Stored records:
------------------------------------------------

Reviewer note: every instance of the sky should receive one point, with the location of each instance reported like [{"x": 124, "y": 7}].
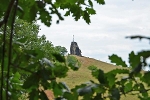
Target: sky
[{"x": 106, "y": 33}]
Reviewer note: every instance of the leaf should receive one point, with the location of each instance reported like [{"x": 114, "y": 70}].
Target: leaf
[
  {"x": 43, "y": 96},
  {"x": 86, "y": 17},
  {"x": 117, "y": 60},
  {"x": 90, "y": 11},
  {"x": 60, "y": 70},
  {"x": 111, "y": 79},
  {"x": 59, "y": 57},
  {"x": 47, "y": 62},
  {"x": 16, "y": 77},
  {"x": 144, "y": 54},
  {"x": 146, "y": 79},
  {"x": 31, "y": 81},
  {"x": 90, "y": 3},
  {"x": 87, "y": 89},
  {"x": 134, "y": 60},
  {"x": 119, "y": 71},
  {"x": 128, "y": 86},
  {"x": 101, "y": 77},
  {"x": 100, "y": 2},
  {"x": 115, "y": 94},
  {"x": 73, "y": 62}
]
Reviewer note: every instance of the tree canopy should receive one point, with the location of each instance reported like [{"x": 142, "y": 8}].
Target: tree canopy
[{"x": 30, "y": 64}]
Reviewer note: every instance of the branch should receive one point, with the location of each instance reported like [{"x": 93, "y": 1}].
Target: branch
[{"x": 7, "y": 13}]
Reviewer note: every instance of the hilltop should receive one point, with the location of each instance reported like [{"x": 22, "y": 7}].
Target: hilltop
[{"x": 84, "y": 74}]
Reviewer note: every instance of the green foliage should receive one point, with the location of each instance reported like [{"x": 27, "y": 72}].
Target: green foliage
[
  {"x": 30, "y": 64},
  {"x": 73, "y": 62},
  {"x": 117, "y": 60}
]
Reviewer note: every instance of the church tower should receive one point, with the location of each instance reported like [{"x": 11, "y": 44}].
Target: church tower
[{"x": 74, "y": 48}]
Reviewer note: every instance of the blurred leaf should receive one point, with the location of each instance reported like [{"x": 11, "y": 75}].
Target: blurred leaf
[
  {"x": 60, "y": 70},
  {"x": 115, "y": 94},
  {"x": 73, "y": 62},
  {"x": 90, "y": 3},
  {"x": 117, "y": 60},
  {"x": 128, "y": 86},
  {"x": 31, "y": 81},
  {"x": 86, "y": 17},
  {"x": 111, "y": 79},
  {"x": 43, "y": 96},
  {"x": 100, "y": 1},
  {"x": 146, "y": 79},
  {"x": 59, "y": 57},
  {"x": 101, "y": 77},
  {"x": 134, "y": 59},
  {"x": 91, "y": 11}
]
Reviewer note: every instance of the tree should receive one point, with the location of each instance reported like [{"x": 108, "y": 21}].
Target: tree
[
  {"x": 30, "y": 65},
  {"x": 61, "y": 50}
]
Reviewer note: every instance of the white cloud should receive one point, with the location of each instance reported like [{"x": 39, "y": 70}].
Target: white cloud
[{"x": 106, "y": 34}]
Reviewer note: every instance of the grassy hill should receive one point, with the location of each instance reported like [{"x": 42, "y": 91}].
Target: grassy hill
[{"x": 84, "y": 74}]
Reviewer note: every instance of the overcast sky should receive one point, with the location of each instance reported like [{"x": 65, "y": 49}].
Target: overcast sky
[{"x": 106, "y": 34}]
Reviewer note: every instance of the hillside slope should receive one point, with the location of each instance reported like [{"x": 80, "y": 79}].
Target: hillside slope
[{"x": 84, "y": 74}]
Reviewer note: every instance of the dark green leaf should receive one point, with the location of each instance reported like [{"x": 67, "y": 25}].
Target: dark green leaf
[
  {"x": 100, "y": 1},
  {"x": 86, "y": 17},
  {"x": 115, "y": 94},
  {"x": 134, "y": 59},
  {"x": 111, "y": 79},
  {"x": 128, "y": 86},
  {"x": 31, "y": 81},
  {"x": 59, "y": 57},
  {"x": 146, "y": 78},
  {"x": 91, "y": 11}
]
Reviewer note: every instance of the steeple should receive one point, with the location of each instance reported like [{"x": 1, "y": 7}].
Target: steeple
[{"x": 74, "y": 48}]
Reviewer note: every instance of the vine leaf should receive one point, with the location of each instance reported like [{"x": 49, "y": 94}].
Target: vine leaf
[
  {"x": 128, "y": 86},
  {"x": 117, "y": 60},
  {"x": 134, "y": 59}
]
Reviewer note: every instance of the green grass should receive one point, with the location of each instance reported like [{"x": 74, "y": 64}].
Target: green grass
[{"x": 84, "y": 74}]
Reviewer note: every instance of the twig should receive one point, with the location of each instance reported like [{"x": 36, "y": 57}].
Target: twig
[{"x": 10, "y": 48}]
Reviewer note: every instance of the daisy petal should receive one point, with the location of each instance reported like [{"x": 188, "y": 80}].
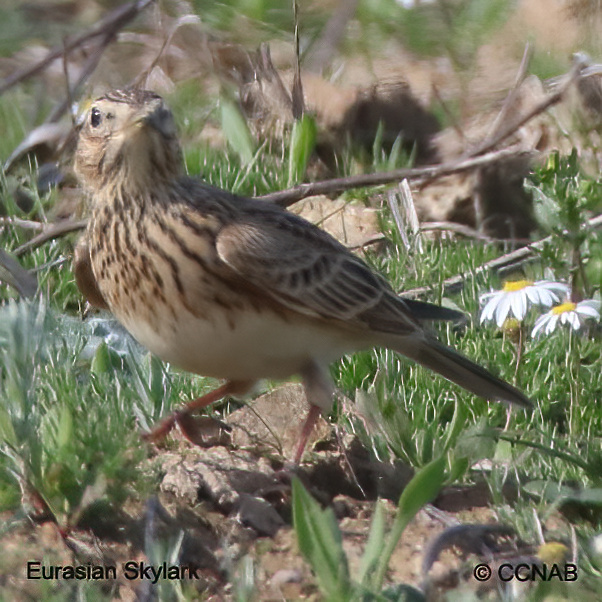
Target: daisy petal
[
  {"x": 519, "y": 305},
  {"x": 502, "y": 310},
  {"x": 539, "y": 324}
]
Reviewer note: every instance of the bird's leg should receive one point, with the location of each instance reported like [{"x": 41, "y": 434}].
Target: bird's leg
[
  {"x": 232, "y": 387},
  {"x": 319, "y": 391},
  {"x": 308, "y": 427}
]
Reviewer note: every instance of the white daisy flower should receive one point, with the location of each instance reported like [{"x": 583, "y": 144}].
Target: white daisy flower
[
  {"x": 567, "y": 313},
  {"x": 516, "y": 296}
]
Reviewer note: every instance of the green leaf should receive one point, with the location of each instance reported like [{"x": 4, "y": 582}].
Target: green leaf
[
  {"x": 65, "y": 431},
  {"x": 303, "y": 143},
  {"x": 101, "y": 362},
  {"x": 236, "y": 130},
  {"x": 320, "y": 542},
  {"x": 456, "y": 426},
  {"x": 422, "y": 489},
  {"x": 374, "y": 546}
]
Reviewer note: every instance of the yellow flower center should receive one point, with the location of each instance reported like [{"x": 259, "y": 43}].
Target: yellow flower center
[
  {"x": 516, "y": 285},
  {"x": 564, "y": 307}
]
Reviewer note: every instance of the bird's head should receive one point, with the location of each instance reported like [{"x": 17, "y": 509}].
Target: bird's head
[{"x": 128, "y": 138}]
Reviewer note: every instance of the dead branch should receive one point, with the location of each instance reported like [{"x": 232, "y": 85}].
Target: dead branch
[
  {"x": 284, "y": 198},
  {"x": 113, "y": 22},
  {"x": 54, "y": 231},
  {"x": 15, "y": 275},
  {"x": 456, "y": 283}
]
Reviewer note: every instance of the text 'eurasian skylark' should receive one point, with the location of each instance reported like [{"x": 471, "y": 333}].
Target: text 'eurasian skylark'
[{"x": 231, "y": 287}]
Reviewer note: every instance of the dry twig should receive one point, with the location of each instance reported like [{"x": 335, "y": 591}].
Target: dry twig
[
  {"x": 112, "y": 23},
  {"x": 515, "y": 258},
  {"x": 284, "y": 198}
]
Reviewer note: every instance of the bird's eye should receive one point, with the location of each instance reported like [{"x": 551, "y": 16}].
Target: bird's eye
[{"x": 95, "y": 117}]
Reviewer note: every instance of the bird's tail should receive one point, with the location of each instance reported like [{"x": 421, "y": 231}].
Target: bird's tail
[{"x": 459, "y": 369}]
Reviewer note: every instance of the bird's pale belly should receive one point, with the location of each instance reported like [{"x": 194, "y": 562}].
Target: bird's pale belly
[{"x": 252, "y": 345}]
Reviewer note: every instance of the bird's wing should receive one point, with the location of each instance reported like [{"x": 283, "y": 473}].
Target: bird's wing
[
  {"x": 84, "y": 277},
  {"x": 306, "y": 270}
]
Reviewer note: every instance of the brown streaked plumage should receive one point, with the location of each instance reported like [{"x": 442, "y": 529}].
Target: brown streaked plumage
[{"x": 232, "y": 287}]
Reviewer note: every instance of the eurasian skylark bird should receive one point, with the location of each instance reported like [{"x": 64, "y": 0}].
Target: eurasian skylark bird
[{"x": 232, "y": 287}]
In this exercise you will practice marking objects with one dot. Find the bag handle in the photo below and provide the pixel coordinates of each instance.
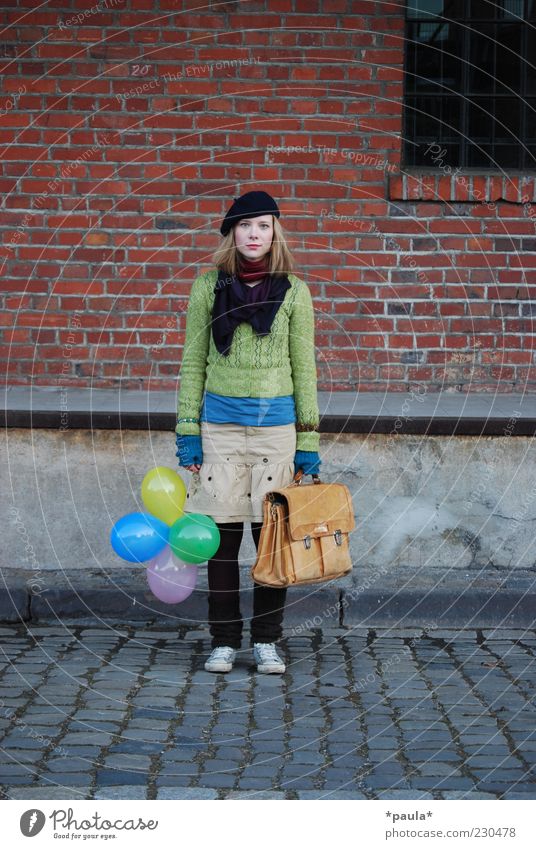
(300, 474)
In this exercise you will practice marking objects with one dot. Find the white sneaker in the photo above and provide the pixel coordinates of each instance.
(267, 659)
(221, 659)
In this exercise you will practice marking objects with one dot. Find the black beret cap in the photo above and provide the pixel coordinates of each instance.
(249, 205)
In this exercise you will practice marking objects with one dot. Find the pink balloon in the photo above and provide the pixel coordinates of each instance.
(169, 578)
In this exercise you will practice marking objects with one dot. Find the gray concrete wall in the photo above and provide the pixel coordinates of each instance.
(435, 515)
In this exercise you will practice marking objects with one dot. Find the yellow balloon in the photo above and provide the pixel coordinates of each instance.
(163, 492)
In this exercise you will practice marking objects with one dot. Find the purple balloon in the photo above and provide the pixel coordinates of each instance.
(169, 578)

------------------------------------------------

> **WHAT THIS TASK INVOLVES**
The line above containing "Target: hillside slope", the line containing "Reviewer note: every instance of the dark", and every line between them are to be transcribed exactly; no other line is wanted.

> **SOLUTION FOR THIS PROBLEM**
Target: hillside slope
[{"x": 84, "y": 74}]
Reviewer note: every instance of the dark green leaf should receive one point, with the location of each instance reported like [{"x": 67, "y": 25}].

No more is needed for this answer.